-- Provided passage start --

All opinions, letters, evidence and certificates mentioned above or
elsewhere in this Agreement shall be deemed to be in compliance with the
provisions hereof only if they are in form and substance reasonably
satisfactory to counsel for the Underwriters.
10. Indemnification and Contribution.
(a) The Company shall indemnify and hold harmless each
Underwriter, its officers and employees and each person, if any, who
controls any Underwriter within the meaning of the Securities Act,
from and against any loss, claim, damage or liability, joint or
several, or any action in respect thereof (including, but not limited
to, any loss, claim, damage, liability or action relating to purchases
and sales of Stock), to which that Underwriter, officer, employee or
controlling person may become subject, under the Securities Act or
otherwise, insofar as such loss, claim, damage, liability or action
arises out of, or is based upon, (i) any untrue statement or alleged
untrue statement of a material fact contained in (A) any Preliminary
Prospectus, the Registration Statement or the Prospectus or in any
amendment or supplement thereto, or (B) in any materials or
information provided to investors by, or with the approval of, the
Company in connection with the marketing of the offering of the Stock
("Marketing Materials"), including any roadshow or investor
presentations made to investors by the Company (whether in person or
electronically), (ii) the omission or alleged omission to state in any
Preliminary Prospectus, the Registration Statement or the Prospectus,
or in any amendment or supplement thereto, or in any Marketing
Materials any material fact required to be stated therein or necessary
to make the statements therein not misleading or (iii) any act or
failure to act or any alleged
25
act or failure to act by any Underwriter in connection with, or
relating in any manner to, the Stock or the offering contemplated
hereby, and which is included as part of or referred to in any loss,
claim, damage, liability or action arising out of or based upon
matters covered by clause (i) or (ii) above (provided that the Company
shall not be liable under this clause (iii) to the extent that it is
determined in a final judgment by a court of competent jurisdiction
that such loss, claim, damage, liability or action resulted directly
from any such acts or failures to act undertaken or omitted to be
taken by such Underwriter through its gross negligence or willful
misconduct), and shall reimburse each Underwriter and each such
officer, employee or controlling person promptly upon demand for any
legal or other expenses reasonably incurred by that Underwriter,
officer, employee or controlling person in connection with
investigating or defending or preparing to defend against any such
loss, claim, damage, liability or action as such expenses are
incurred; provided, however, that the Company shall not be liable in
any such case to the extent that any such loss, claim, damage,
liability or action arises out of, or is based upon, any untrue
statement or alleged untrue statement or omission or alleged omission
made in any Preliminary Prospectus, the Registration Statement or the
Prospectus, or in any such amendment or supplement, in reliance upon
and in conformity with written information concerning such Underwriter
furnished to the Company through the Representatives by or on behalf
of any Underwriter specifically for inclusion therein which
information consists solely of the information specified in Section
9(g). The foregoing indemnity agreement is in addition to any
liability which the Company or the Principal Stockholders may
otherwise have to any Underwriter or to any officer, employee or
controlling person of that Underwriter.

-- Provided passage end --
-- Stored data start --

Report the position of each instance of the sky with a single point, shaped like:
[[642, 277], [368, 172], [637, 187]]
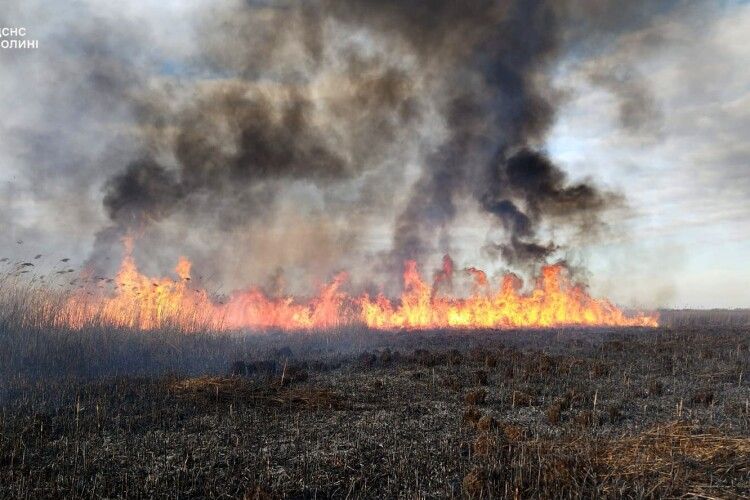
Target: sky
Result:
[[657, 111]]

-- Stored data end --
-- Stored data start --

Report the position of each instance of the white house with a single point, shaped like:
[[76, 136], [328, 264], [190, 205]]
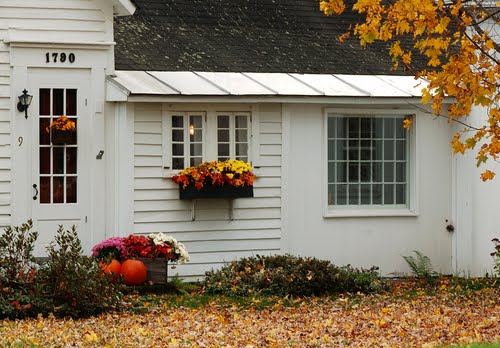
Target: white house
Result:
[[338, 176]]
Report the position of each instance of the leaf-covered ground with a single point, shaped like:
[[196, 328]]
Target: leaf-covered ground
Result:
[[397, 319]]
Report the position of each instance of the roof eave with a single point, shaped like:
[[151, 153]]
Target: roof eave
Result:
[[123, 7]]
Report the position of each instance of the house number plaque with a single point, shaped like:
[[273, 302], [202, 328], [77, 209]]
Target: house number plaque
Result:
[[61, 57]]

-- Stored data end --

Directions:
A – Name every party the Company must indemnify and hold harmless under clause (a) of the underwriting agreement excerpt.
B – In the underwriting agreement excerpt, what defined term covers materials or information given to investors by, or with the approval of, the Company in connection with marketing the offering of the Stock?
C – Proceed with the underwriting agreement excerpt on indemnification from the point where it stops.

Task-by-task answers:
A –
- Each Underwriter
- Its officers
- Its employees
- Each person, if any, who controls any Underwriter within the meaning of the Securities Act

B – "Marketing Materials"

C –
(b) The Selling Stockholders, severally in proportion to
the number of shares of stock to be sold by each of them hereunder,
shall indemnify and hold harmless each Underwriter, its officers and
employees, and each person, if any, who controls any Underwriter
within the meaning of the Securities Act, from and against any loss,
claim, damage or liability, joint or several, or any action in respect
thereof (including, but not limited to, any loss, claim, damage,
liability or action relating to purchases and sales of the Option
Stock), to which that Underwriter, officer, employee or controlling
person may become subject, under the Securities Act or otherwise,
insofar as such loss, claim, damage, liability or action arises out
of, or is based upon, (i) any untrue statement or alleged untrue
statement of a material fact contained in any Preliminary Prospectus,
the Registration Statement or the Prospectus or in any amendment or
supplement thereto or (ii) the omission or alleged omission to state
in any Preliminary Prospectus, Registration Statement or the
Prospectus, or in any amendment or supplement thereto, any material
fact required to be stated therein or necessary to make the statements
therein not misleading, and shall reimburse each Underwriter, its
officers and employees and each such controlling person for any legal
or other expenses reasonably incurred by that Underwriter, its
officers and employees or controlling person in connection with
investigating or defending or preparing to defend against any such
loss, claim, damage, liability or action as such expenses are
incurred; provided, however, that such Selling Stockholders
26
shall not be liable in any such case to the extent that any such loss,
claim, damage, liability or action arises out of, or is based upon,
any untrue statement or alleged untrue statement or omission or
alleged omission made in any Preliminary Prospectus, the Registration
Statement or the Prospectus or in any such amendment or supplement in
reliance upon and in conformity with written information concerning
such Underwriter furnished to the Company through the Representatives
by or on behalf of any Underwriter specifically for inclusion therein
which information consists solely of the information specified in
Section 9(g); and provided, further, that each Selling Stockholder
other than the Management Selling Stockholders shall only be liable
under this Section 9(b) with respect to (A) information pertaining to
such Selling Stockholder furnished by or on behalf of such Selling
Stockholder expressly for use in any Preliminary Prospectus, the
Registration Statement or the Prospectus or in any amendment or
supplement thereto or (B) facts that would constitute a breach of any
representation or warranty of such Selling Stockholder set forth in
Section 2 hereof. The foregoing indemnity agreement is in addition to
any liability which such Selling Stockholders may otherwise have to
any Underwriter or any officer, employee or controlling person of that
Underwriter.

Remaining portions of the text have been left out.